(DATA)

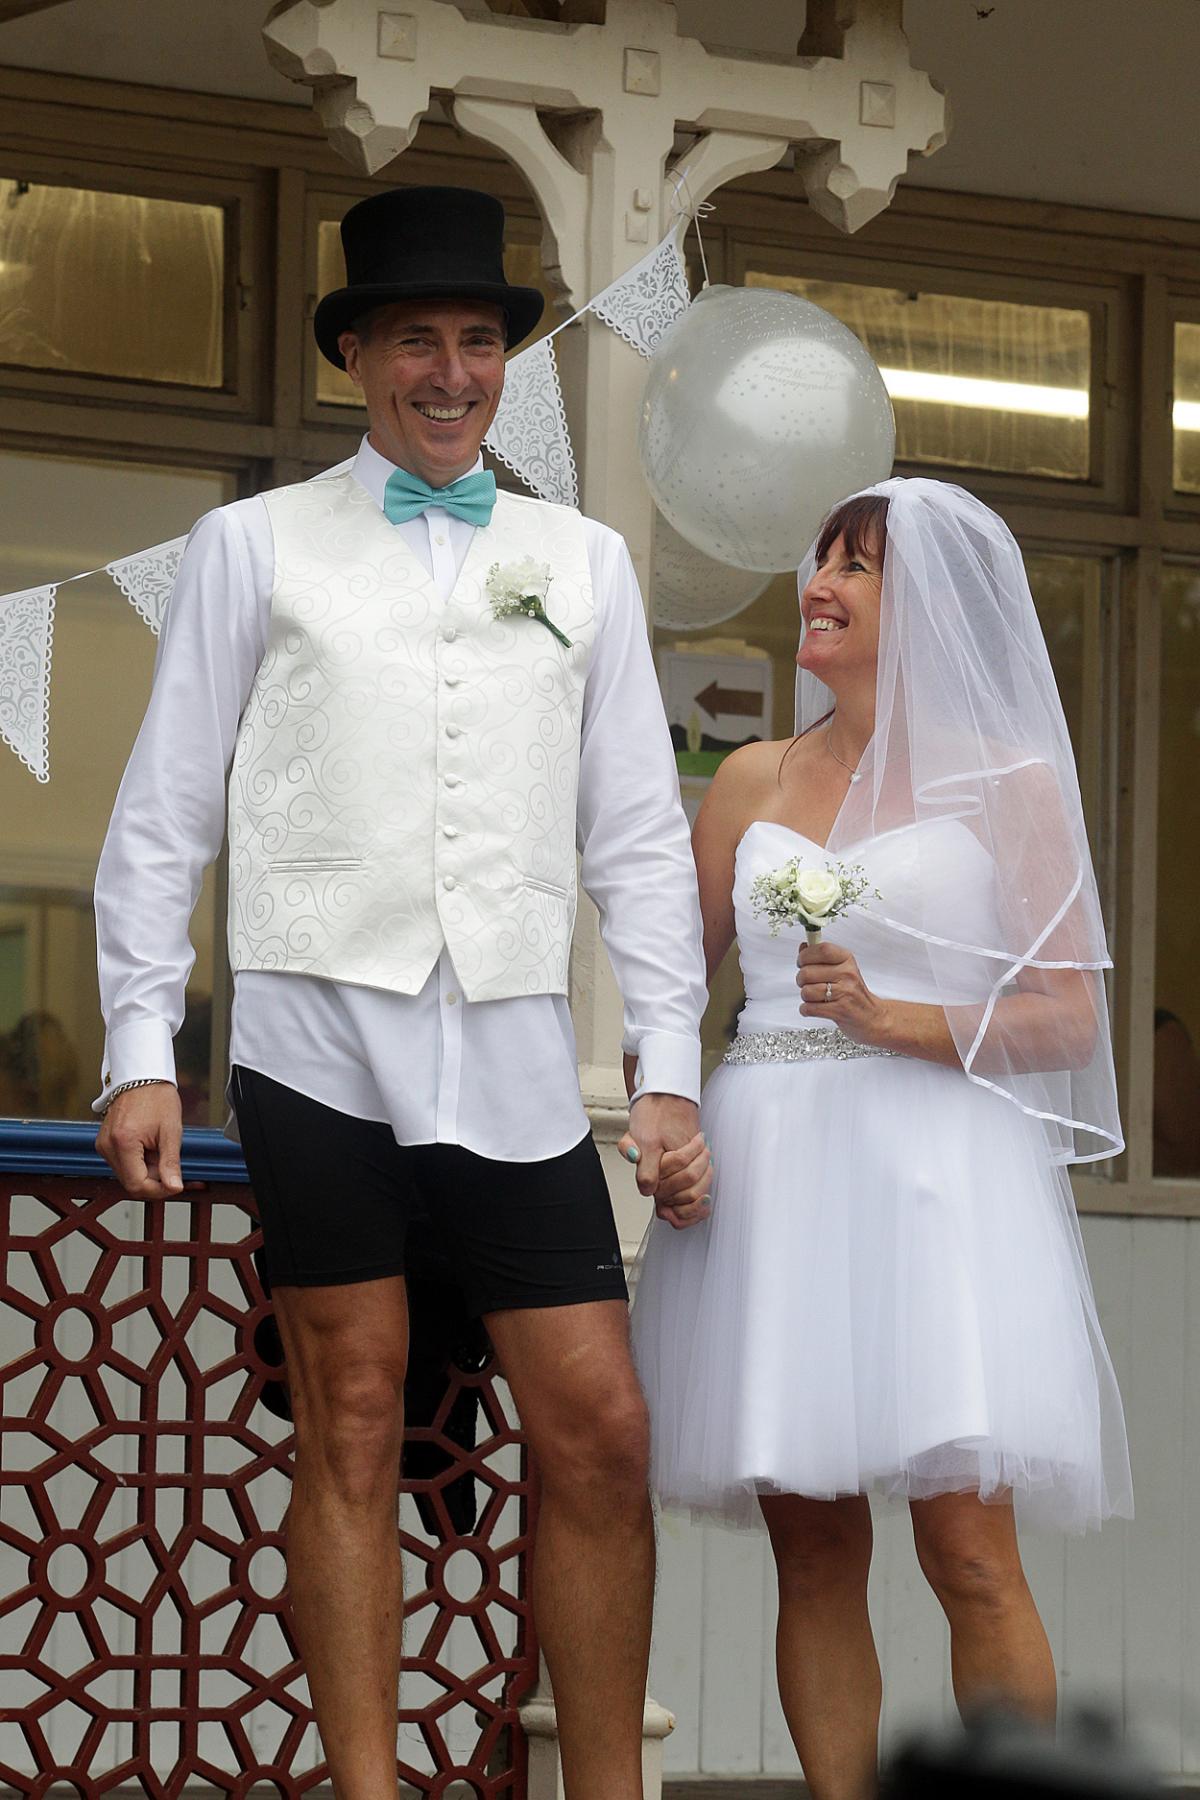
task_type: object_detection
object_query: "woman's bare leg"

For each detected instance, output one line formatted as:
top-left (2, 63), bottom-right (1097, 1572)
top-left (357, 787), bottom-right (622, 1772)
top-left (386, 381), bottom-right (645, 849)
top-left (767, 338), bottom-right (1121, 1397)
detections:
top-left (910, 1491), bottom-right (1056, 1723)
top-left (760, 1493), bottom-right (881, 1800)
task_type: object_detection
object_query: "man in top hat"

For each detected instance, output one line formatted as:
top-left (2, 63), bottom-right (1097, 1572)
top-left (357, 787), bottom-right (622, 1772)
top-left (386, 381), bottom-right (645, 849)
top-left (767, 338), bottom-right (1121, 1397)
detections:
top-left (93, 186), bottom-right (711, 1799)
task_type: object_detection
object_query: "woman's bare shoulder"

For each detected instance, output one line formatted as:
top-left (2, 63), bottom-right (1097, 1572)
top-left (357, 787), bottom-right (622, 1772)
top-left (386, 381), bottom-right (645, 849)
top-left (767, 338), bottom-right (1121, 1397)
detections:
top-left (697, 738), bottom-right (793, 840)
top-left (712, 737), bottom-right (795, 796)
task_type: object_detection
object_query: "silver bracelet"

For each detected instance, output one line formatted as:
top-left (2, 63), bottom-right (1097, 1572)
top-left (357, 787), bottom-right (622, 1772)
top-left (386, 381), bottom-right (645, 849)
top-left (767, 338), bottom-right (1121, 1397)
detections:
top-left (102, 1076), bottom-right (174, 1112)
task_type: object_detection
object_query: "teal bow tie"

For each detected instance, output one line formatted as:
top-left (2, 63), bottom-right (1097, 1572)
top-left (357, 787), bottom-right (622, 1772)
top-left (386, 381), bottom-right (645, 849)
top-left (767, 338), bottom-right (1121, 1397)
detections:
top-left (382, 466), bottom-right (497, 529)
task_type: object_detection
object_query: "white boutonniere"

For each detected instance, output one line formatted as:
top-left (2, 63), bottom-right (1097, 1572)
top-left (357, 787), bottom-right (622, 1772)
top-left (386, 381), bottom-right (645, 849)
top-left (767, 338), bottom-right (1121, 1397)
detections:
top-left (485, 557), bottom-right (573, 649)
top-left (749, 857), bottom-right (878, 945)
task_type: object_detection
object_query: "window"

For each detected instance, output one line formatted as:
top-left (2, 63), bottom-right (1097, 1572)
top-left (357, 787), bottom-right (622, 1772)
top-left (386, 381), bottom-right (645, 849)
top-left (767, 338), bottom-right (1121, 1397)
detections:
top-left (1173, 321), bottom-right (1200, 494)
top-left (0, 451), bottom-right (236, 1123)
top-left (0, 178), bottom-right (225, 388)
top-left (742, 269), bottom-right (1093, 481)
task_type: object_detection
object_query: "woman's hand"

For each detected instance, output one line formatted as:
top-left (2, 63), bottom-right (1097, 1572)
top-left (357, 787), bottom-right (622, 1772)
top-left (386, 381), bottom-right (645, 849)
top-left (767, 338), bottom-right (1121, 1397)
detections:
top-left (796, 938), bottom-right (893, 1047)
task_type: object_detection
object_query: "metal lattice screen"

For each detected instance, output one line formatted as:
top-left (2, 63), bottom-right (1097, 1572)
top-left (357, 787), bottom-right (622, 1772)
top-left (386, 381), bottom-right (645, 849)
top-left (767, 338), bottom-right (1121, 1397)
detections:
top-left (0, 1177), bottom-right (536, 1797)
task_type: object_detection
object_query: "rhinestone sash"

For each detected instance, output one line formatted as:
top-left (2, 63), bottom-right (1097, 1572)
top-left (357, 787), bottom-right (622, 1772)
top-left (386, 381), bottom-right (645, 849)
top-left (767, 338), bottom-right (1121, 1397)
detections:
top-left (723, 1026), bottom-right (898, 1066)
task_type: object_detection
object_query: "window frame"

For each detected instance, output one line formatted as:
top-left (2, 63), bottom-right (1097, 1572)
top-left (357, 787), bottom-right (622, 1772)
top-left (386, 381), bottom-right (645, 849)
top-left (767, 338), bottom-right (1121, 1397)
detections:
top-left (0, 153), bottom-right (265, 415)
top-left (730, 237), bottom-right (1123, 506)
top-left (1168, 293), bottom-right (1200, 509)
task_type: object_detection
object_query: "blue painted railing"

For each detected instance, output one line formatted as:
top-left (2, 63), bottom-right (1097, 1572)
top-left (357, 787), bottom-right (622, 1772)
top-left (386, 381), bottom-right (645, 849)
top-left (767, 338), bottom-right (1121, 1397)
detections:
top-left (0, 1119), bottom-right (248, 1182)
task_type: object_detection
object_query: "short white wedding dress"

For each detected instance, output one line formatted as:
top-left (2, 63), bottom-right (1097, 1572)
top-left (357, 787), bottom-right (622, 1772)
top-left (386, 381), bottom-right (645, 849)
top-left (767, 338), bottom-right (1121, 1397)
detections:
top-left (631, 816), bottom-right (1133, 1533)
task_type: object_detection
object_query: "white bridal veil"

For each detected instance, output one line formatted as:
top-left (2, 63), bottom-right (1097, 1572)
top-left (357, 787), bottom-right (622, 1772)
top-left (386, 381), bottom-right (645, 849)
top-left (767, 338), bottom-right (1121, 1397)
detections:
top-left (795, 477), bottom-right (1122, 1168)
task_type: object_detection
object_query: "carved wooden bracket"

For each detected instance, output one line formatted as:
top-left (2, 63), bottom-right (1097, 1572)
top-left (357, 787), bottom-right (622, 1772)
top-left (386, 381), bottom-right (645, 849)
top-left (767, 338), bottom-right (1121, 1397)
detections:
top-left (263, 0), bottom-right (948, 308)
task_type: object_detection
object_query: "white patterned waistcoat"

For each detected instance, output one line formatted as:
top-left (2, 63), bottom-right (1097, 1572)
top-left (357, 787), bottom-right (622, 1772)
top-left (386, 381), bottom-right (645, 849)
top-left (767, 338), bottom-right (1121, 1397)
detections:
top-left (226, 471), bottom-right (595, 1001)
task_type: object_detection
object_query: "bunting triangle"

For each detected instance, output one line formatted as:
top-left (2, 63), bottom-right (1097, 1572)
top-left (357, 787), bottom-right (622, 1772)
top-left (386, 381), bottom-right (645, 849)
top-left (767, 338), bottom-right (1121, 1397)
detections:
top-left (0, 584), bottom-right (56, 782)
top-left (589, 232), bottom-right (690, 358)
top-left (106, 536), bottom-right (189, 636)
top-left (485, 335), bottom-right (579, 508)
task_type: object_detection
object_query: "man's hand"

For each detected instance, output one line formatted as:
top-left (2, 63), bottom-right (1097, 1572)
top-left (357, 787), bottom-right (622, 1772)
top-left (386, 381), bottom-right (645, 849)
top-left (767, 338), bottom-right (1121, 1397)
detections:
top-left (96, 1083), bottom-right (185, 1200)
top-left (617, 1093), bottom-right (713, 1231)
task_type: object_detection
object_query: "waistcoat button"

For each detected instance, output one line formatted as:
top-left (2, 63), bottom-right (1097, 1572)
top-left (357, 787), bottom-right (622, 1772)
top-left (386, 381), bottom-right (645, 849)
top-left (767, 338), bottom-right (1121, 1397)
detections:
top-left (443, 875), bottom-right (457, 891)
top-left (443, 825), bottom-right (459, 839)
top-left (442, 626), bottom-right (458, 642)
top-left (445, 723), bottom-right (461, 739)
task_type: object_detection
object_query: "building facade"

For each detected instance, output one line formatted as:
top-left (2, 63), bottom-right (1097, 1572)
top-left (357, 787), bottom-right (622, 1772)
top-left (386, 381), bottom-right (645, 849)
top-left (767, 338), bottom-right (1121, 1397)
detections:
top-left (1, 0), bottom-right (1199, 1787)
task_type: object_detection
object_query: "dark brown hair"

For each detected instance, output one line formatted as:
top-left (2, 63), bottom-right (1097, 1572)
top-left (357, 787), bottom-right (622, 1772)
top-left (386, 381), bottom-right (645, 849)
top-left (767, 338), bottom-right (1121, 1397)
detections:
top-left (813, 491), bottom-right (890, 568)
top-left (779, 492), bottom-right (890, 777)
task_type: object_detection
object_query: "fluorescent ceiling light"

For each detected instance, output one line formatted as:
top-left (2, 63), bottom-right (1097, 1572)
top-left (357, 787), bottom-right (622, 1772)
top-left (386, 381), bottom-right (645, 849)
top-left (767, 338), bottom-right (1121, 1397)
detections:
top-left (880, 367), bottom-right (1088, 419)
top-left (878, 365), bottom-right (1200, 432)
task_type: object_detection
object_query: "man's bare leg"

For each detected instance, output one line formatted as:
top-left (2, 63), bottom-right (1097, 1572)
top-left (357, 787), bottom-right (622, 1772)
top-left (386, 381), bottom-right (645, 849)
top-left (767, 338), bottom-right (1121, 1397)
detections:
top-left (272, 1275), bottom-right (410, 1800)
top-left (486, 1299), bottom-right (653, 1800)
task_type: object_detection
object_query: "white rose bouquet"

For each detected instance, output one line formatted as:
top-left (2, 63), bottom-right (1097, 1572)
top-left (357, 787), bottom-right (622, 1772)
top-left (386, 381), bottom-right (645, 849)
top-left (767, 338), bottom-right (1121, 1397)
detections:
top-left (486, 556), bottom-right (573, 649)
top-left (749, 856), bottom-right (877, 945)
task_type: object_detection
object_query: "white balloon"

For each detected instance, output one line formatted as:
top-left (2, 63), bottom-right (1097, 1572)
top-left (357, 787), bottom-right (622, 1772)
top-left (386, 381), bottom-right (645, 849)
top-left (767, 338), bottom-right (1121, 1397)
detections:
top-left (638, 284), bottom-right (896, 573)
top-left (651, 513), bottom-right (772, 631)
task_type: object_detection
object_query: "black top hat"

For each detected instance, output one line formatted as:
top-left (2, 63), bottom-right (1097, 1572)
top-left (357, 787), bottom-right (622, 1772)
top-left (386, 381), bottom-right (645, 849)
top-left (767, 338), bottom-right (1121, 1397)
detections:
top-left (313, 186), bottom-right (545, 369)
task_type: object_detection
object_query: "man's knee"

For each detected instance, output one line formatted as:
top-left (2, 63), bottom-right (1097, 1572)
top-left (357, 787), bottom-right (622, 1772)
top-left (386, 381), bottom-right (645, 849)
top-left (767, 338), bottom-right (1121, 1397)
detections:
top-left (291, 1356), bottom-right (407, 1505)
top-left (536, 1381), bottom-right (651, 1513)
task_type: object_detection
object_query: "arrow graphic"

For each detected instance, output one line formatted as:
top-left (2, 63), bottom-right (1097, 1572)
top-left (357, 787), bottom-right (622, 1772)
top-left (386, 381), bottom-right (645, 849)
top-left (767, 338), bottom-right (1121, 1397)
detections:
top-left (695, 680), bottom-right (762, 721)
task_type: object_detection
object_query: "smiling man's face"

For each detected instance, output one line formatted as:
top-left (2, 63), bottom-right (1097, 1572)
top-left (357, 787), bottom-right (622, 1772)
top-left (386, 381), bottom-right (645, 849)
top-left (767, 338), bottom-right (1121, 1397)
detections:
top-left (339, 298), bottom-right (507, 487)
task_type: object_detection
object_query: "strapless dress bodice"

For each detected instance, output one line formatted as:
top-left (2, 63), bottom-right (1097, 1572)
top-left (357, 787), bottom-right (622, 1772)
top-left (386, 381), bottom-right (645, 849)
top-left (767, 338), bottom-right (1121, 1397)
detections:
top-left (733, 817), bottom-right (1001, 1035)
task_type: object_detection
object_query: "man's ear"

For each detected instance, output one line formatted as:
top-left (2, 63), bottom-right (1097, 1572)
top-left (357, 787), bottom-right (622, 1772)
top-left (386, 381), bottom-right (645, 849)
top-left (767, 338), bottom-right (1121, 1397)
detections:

(End DATA)

■ WHAT YOU ARE ASKED TO DO ■
Scan the entries above for the string "waistcoat" and copy each line containing it.

■ SOLUTION TO THE EXERCISE ■
object_query: "white patterned waistcoat"
object_query: "waistcoat button"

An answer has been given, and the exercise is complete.